• **Selected extract**:
============================================================

II. The Decision under Review
6 The
IAD noted that the applicants' degree of non-compliance with their residency
obligation was significant, and therefore, the H&C considerations to
overcome the requirements must also be significant.
7 The
IAD considered the "Ribic"
factors (see Ribic v Canada (Minister of Employment and
Immigration), [1985] I.A.B.D. No. 4), approved by the
Supreme Court in Chieu v Canada (Minister of Citizenship
and Immigration), 2002 SCC 3, [2002] 1 S.C.R. 84),
which are to be taken into account in determining whether H&C
considerations warrant an exemption from compliance with the residency
requirements. These factors include: the applicants' initial and subsequent
establishment in Canada; their reasons for departure and for remaining abroad;
their attachment to Canada; whether there were reasonable attempts made to
return to Canada at the earliest possible opportunity; and, the existence of
special or particular circumstances.
8 The
IAD concluded that the applicants lacked credibility and that they had failed
to meet their burden of proof on a balance of probabilities and that there were
insufficient grounds for H&C considerations to warrant the granting of
special measures. The Board noted it was "obliged to conclude that they
left Canada without just cause and did not return at the earliest possible
opportunity." The Board acknowledged that the loss of their status would
entail "some hardship", but that it was not a sufficient H&C
consideration "in light of all the negative factors".
9 The
IAD assessed the testimony of the applicants and Mr Sanallah, along with their
son, Khaled and uncle/brother-in-law, Talal Sanallah, in great detail and in
its consideration of the Ribic
factors.
10 The
IAD made very strong adverse credibility findings against the applicants and Mr
Sanallah based on the inconsistency in their testimony, and based on Mr
Sanallah's evasive responses.
11 The
IAD rejected the assertion that exceptional circumstances required Mr Sanallah
to remain in the UAE. The IAD concluded that he made little, if any effort, to
find employment in Canada. Instead, Mr Sanallah chose to travel back and forth
to the UAE. Mr Sanallah's testimony regarding his intentions to establish
himself in Canada, his need to remain in the UAE because of a loan he had to
repay, and his efforts to look for work were found not to be credible. The IAD
noted that he had not resigned from his job in the UAE where he was a health
inspector, and by his own evidence, did not intend to do so until he could
collect his end of service payment in 2012. The IAD found that Mr Sanallah's
explanation for remaining employed in the UAE was a personal decision, not a
circumstance beyond his control, and not a justification for non-compliance
with the residency requirements for the applicants, who remained in the UAE
with him until 2009.

============================================================

• **Dataset**:

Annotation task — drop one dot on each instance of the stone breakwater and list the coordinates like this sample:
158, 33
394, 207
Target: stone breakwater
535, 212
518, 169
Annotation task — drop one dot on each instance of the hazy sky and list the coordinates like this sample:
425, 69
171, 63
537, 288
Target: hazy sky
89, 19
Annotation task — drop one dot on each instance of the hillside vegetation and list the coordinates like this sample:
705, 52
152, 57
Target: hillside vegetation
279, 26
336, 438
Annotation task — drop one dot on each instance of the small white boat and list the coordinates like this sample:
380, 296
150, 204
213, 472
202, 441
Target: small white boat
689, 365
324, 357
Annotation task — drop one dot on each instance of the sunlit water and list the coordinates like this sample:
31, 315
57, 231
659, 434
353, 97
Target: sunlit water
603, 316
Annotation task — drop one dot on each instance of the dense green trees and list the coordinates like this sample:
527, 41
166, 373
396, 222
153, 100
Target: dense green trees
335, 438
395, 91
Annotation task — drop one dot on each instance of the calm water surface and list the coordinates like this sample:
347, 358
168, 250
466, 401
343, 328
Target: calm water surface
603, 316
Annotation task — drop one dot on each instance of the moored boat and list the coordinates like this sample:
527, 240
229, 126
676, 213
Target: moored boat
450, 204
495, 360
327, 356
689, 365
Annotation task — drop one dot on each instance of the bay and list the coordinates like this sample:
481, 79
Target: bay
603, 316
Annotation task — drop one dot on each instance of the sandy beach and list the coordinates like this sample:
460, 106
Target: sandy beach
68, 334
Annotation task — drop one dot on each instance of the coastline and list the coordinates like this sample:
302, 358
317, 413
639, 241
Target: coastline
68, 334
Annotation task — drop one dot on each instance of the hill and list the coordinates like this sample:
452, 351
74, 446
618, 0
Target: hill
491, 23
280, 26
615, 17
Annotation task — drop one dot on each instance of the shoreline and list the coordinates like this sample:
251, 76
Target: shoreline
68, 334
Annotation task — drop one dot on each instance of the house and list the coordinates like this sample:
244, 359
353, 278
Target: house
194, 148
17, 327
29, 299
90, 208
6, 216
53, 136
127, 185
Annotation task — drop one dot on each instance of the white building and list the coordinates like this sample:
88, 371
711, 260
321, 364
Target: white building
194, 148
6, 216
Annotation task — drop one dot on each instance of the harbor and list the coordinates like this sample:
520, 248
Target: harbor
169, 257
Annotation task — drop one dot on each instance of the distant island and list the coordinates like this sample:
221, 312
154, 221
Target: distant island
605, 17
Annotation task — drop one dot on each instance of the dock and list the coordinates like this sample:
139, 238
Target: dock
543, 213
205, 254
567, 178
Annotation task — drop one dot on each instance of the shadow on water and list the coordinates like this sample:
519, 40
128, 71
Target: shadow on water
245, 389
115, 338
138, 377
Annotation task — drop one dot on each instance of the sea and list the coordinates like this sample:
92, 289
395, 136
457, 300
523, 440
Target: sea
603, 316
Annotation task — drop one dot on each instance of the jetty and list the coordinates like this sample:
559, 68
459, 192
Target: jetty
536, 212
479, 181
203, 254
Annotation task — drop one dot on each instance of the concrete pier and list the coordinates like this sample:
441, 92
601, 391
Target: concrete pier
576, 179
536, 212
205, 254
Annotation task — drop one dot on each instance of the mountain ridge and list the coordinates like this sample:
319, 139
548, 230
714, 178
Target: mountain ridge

============================================================

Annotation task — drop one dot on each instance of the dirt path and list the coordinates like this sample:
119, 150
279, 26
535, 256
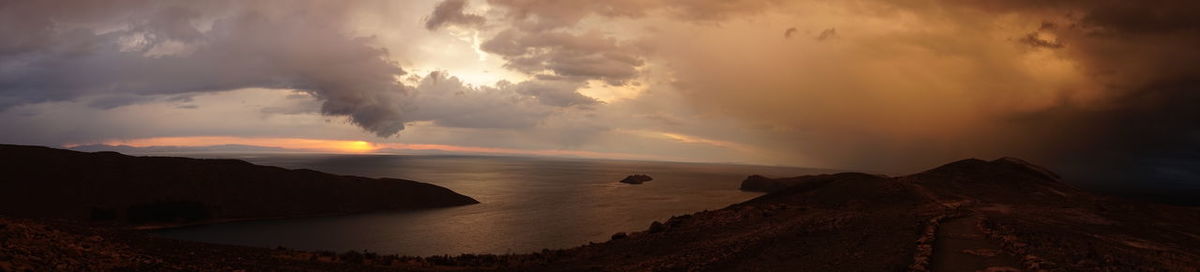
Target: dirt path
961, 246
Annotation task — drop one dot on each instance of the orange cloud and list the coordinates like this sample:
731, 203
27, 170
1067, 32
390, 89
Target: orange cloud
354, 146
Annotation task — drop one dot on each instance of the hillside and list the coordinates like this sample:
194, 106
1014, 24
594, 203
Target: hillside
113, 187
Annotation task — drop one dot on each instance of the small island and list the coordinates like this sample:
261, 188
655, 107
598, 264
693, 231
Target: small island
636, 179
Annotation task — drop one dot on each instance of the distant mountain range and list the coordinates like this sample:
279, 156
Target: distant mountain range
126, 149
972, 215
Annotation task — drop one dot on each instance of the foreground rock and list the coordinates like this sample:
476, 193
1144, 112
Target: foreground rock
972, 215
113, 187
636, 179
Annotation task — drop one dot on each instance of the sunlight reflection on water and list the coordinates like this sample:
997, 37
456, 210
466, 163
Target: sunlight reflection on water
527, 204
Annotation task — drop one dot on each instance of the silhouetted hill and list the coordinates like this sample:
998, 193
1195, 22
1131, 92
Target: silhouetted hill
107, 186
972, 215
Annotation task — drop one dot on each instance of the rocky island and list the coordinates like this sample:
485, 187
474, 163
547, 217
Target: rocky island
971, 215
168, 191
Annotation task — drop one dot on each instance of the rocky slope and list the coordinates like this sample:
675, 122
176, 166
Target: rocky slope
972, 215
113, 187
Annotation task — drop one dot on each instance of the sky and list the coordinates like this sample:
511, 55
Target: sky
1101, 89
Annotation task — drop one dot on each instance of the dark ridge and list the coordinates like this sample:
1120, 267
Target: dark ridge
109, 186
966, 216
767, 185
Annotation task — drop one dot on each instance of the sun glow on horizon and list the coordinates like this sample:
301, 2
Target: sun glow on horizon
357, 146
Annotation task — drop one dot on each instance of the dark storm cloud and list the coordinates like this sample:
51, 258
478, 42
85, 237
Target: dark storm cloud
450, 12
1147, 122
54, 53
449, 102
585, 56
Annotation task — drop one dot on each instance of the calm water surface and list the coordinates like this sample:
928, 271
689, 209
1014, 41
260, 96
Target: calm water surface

============================================================

• **Set tasks**:
A - In the decision excerpt, what position did Mr Sanallah hold in the UAE?
B - Reproduce the passage of the decision excerpt starting at "factors (see Ribic" and ending at "or particular circumstances.", switching "attachment" to "connection".

• **Results of the tasks**:
A - He was a health inspector.

B -
factors (see Ribic v Canada (Minister of Employment and
Immigration), [1985] I.A.B.D. No. 4), approved by the
Supreme Court in Chieu v Canada (Minister of Citizenship
and Immigration), 2002 SCC 3, [2002] 1 S.C.R. 84),
which are to be taken into account in determining whether H&C
considerations warrant an exemption from compliance with the residency
requirements. These factors include: the applicants' initial and subsequent
establishment in Canada; their reasons for departure and for remaining abroad;
their connection to Canada; whether there were reasonable attempts made to
return to Canada at the earliest possible opportunity; and, the existence of
special or particular circumstances.